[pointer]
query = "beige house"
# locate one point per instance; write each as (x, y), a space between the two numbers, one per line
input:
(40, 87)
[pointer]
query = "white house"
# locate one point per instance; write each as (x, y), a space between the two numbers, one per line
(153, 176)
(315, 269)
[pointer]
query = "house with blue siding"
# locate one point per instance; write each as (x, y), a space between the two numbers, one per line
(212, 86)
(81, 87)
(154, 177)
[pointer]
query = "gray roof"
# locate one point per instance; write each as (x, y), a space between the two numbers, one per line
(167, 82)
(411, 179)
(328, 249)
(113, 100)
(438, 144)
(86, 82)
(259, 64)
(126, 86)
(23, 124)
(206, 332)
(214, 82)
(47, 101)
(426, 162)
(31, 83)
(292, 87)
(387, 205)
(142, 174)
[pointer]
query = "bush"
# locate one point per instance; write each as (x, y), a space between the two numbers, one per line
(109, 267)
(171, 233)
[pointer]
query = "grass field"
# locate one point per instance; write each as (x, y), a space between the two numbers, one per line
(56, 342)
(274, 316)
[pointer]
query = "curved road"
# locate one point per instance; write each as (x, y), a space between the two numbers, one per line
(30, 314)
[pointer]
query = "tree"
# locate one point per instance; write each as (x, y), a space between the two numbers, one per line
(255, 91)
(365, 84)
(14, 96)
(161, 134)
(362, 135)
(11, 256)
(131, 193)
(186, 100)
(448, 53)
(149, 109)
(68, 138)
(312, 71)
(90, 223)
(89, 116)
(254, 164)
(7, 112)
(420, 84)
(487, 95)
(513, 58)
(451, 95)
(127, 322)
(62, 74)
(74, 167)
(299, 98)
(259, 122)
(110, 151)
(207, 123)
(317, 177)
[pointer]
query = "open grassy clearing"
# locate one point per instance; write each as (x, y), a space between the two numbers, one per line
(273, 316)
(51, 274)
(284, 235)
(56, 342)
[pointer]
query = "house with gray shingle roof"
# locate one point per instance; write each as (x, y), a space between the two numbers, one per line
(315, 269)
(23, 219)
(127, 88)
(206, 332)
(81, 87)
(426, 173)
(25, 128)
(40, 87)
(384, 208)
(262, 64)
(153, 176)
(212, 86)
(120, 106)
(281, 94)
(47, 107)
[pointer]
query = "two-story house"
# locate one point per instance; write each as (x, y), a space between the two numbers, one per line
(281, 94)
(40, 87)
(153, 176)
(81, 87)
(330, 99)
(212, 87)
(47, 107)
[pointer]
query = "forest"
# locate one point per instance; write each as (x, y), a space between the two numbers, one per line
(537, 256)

§ WORK TO BE COMPLETED:
Lines holding "house": count them across the data and reply with the number alone.

§ RESPONSE BELOW:
5